(Phrase grounding data)
-------

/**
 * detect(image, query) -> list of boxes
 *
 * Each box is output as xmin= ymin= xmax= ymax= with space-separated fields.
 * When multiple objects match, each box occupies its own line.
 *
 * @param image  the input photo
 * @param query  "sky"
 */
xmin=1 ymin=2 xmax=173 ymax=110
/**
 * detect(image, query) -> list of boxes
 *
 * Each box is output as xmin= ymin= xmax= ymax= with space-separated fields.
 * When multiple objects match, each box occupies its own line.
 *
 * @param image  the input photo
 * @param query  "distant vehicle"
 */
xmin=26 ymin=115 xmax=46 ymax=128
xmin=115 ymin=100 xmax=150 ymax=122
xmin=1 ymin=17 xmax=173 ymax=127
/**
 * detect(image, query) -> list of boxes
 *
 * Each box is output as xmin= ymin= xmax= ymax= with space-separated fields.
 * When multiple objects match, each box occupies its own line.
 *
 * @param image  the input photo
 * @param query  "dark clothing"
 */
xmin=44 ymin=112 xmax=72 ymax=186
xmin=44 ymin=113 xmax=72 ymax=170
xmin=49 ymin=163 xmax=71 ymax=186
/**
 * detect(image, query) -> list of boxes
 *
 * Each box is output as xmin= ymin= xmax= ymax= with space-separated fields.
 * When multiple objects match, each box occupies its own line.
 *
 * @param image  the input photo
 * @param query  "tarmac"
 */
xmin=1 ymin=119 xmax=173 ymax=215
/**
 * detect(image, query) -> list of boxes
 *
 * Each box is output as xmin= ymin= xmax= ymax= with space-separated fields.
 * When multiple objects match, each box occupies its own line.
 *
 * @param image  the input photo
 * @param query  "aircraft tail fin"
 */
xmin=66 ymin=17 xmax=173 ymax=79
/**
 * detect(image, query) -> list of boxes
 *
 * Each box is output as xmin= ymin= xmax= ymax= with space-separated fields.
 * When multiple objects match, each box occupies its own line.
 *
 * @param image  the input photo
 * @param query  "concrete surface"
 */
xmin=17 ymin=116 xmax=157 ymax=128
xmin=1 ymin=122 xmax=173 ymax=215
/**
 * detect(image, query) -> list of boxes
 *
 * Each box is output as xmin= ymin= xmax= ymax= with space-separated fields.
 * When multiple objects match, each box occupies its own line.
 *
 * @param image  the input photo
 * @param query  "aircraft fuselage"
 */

-------

_WORK TASK:_ Once more, write out the entries exactly as they were written.

_RESULT BELOW:_
/**
 * detect(image, query) -> list of boxes
 *
 * Each box is output as xmin= ymin= xmax= ymax= with space-separated fields.
 * When multiple objects match, each box occupies its own line.
 *
 * @param image  the input photo
 * @param query  "sky"
 */
xmin=1 ymin=2 xmax=173 ymax=110
/**
 * detect(image, query) -> list of boxes
 *
 * Each box is output as xmin= ymin= xmax= ymax= with space-separated fields.
 * When multiple objects match, each box occupies its own line.
 *
 * @param image  the input photo
 * @param query  "distant vehicle"
 */
xmin=26 ymin=115 xmax=46 ymax=128
xmin=115 ymin=100 xmax=150 ymax=122
xmin=1 ymin=17 xmax=173 ymax=127
/**
 * detect(image, query) -> list of boxes
 *
 * Each box is output as xmin= ymin= xmax= ymax= with space-separated fields.
 * When multiple objects match, each box occupies its own line.
 *
 * @param image  the input photo
 * @param query  "dark clothing"
 */
xmin=44 ymin=112 xmax=72 ymax=186
xmin=44 ymin=113 xmax=72 ymax=170
xmin=49 ymin=163 xmax=71 ymax=186
/**
 * detect(image, query) -> list of boxes
 *
 * Each box is output as xmin= ymin= xmax= ymax= with space-separated fields.
 * When multiple objects match, each box occupies its own line.
 *
 * @param image  the input photo
 * @param query  "tarmac"
 */
xmin=1 ymin=119 xmax=173 ymax=215
/**
 * detect(image, query) -> list of boxes
 *
 * Each box is output as xmin= ymin= xmax= ymax= with space-separated fields.
 * When multiple objects match, each box occupies its own line.
 *
 * @param image  the input photo
 * @param query  "aircraft tail fin"
 */
xmin=66 ymin=17 xmax=173 ymax=79
/**
 * detect(image, query) -> list of boxes
 *
 * Each box is output as xmin= ymin= xmax= ymax= with space-separated fields.
 * When multiple objects match, each box occupies its own line.
 *
 * @param image  the input photo
 * @param query  "concrete surface"
 */
xmin=17 ymin=116 xmax=157 ymax=128
xmin=1 ymin=122 xmax=173 ymax=215
/**
 * detect(image, query) -> list of boxes
 *
 * Each box is output as xmin= ymin= xmax= ymax= with space-separated fields.
 * When multiple objects match, each box occupies its own line.
 *
 * @param image  the input photo
 * @param query  "aircraft fuselage"
 */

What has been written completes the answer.